**FRAGMENTO DEL DOCUMENTO:**
──────────────────────────────
EL TRIGÉSIMO TERCER DOMINGO ORDINARIO
(Daniel 12:1-3; Hebreos 18:11-14.18; Marcos 13:24-32)
Un artículo en una revista popular recientemente trató del fin del mundo. Dio alternativas probables para la destrucción del planeta tierra. Dijo que puede pasar por una guerra, un asteroide errante, o los mares levantes. Más al caso, sugirió posibilidades para la humanidad después de la catástrofe. Tal vez los seres humanos puedan establecer una colonia de seres humanos en Marte, en una luna de Júpiter, o en otra parte del universo vasto. ¿No estamos convencidos que va a pasar? Entonces que hagamos caso al evangelio hoy que trata del mismo tema.
Desde el principio de su existencia, el ser humano se ha preocupado por su fin. Se pregunta: “¿Qué me va a pasar cuando muera?” Y también: “¿Cómo tendrá lugar el fin del mundo?” Consciente que estos interrogantes afectan a sus discípulos, Jesús se les dirige. Primero, trata del fin de los tiempos. Dice que no pasará hasta que se experimente un período de la angustia. Entonces el Hijo del hombre, eso es Jesús mismo, vendrá en la gloria. Él recogerá a sus elegidos desde todas partes, ambos los vivos y los muertos.
──────────────────────────────
**DATOS MOSTRADOS:**
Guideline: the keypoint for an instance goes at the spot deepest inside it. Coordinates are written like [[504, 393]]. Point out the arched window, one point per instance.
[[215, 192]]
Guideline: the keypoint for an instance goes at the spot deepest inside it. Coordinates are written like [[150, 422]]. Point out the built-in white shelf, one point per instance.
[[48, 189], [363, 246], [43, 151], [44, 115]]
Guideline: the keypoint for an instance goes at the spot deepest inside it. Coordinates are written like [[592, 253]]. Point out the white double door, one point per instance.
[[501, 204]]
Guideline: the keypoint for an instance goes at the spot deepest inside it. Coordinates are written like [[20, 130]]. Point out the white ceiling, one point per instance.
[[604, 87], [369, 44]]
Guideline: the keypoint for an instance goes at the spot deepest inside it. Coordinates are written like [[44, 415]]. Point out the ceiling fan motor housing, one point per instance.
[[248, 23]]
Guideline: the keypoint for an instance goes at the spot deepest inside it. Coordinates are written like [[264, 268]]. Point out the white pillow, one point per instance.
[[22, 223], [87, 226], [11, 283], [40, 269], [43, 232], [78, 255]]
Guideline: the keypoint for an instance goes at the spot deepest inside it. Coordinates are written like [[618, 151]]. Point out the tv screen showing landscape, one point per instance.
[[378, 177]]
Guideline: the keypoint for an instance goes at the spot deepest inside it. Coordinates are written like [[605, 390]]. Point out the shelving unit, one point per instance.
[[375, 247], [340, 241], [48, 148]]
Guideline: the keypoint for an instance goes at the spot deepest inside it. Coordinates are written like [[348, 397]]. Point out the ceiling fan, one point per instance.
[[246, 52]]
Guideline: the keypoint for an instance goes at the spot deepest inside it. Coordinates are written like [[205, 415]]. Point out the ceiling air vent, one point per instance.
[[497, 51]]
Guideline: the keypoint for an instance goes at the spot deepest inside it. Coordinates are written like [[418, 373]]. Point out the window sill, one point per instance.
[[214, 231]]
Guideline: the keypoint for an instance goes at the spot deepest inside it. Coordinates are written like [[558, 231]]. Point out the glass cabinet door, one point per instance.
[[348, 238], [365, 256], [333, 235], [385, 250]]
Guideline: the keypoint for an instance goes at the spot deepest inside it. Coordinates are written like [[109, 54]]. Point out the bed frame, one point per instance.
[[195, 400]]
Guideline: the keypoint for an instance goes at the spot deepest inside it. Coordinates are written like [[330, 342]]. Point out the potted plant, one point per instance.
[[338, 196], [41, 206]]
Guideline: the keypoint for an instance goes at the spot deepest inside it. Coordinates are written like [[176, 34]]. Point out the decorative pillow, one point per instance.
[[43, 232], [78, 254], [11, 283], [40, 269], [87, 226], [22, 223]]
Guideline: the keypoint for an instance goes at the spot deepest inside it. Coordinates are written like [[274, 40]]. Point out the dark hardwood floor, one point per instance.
──────────────────────────────
**ACTIVIDAD 1:** Según la homilía, ¿qué tres maneras de destruir el planeta tierra planteaba el artículo de la revista?
**ACTIVIDAD 2:** Copia el pasaje de la homilía que empieza en "Un artículo en" y termina en "del mismo tema.", sin cambiar nada.
**ACTIVIDAD 3:** Por favor, escribe la parte siguiente de la homilía sobre el fin de los tiempos a partir de su última oración.

**RESPUESTA DEL EJERCICIO 1:** Una guerra, un asteroide errante o los mares levantes.

**RESPUESTA DEL EJERCICIO 2:**
Un artículo en una revista popular recientemente trató del fin del mundo. Dio alternativas probables para la destrucción del planeta tierra. Dijo que puede pasar por una guerra, un asteroide errante, o los mares levantes. Más al caso, sugirió posibilidades para la humanidad después de la catástrofe. Tal vez los seres humanos puedan establecer una colonia de seres humanos en Marte, en una luna de Júpiter, o en otra parte del universo vasto. ¿No estamos convencidos que va a pasar? Entonces que hagamos caso al evangelio hoy que trata del mismo tema.

**RESPUESTA DEL EJERCICIO 3:**
Seguimos experimentando tribulaciones. En el siglo veinte las dos guerras mundiales cobraron aproximadamente cien millones vidas. Ahora la guerra en el medio este mata a los civiles todos los días. Además cada año hay calamidades naturales – terremotos, tormentas, tsunamis --cobrando vidas innumerables. Sin embargo, todavía no ha llegado Jesús. Parece que hay otro sentido de la predicción de Jesús que vale nuestra consideración. Tiene que ver con el segundo gran interrogante humano: ¿qué nos va pasar con la muerte?
La muerte queda como gran misterio. Mucha gente la percibe como el enemigo más amenazante que existe. Para ellos la muerte es el invierno de la trayectoria humana cuando la tierra fría recupera la posesión de la suya. Pero Jesús nos proporciona a nosotros otra perspectiva para ver la muerte. Se puede entender la parábola de la higuera brotando hojas en el evangelio hoy como anunciando que con la muerte ha llegado el verano de la vida. Eso es, en la muerte nosotros floreceremos. ¿Cómo es posible esto?
La primera lectura nos da una pista. Dice que el pueblo de Dios se salvará. Pero no es que todos los judíos o aun todos los católicos pertenezcan al pueblo elegido de Dios. Más bien según la lectura son aquellos que enseñan la justicia a los demás. Cuando digamos la verdad y practiquemos el amor, podemos aun esperar la muerte como un amigo.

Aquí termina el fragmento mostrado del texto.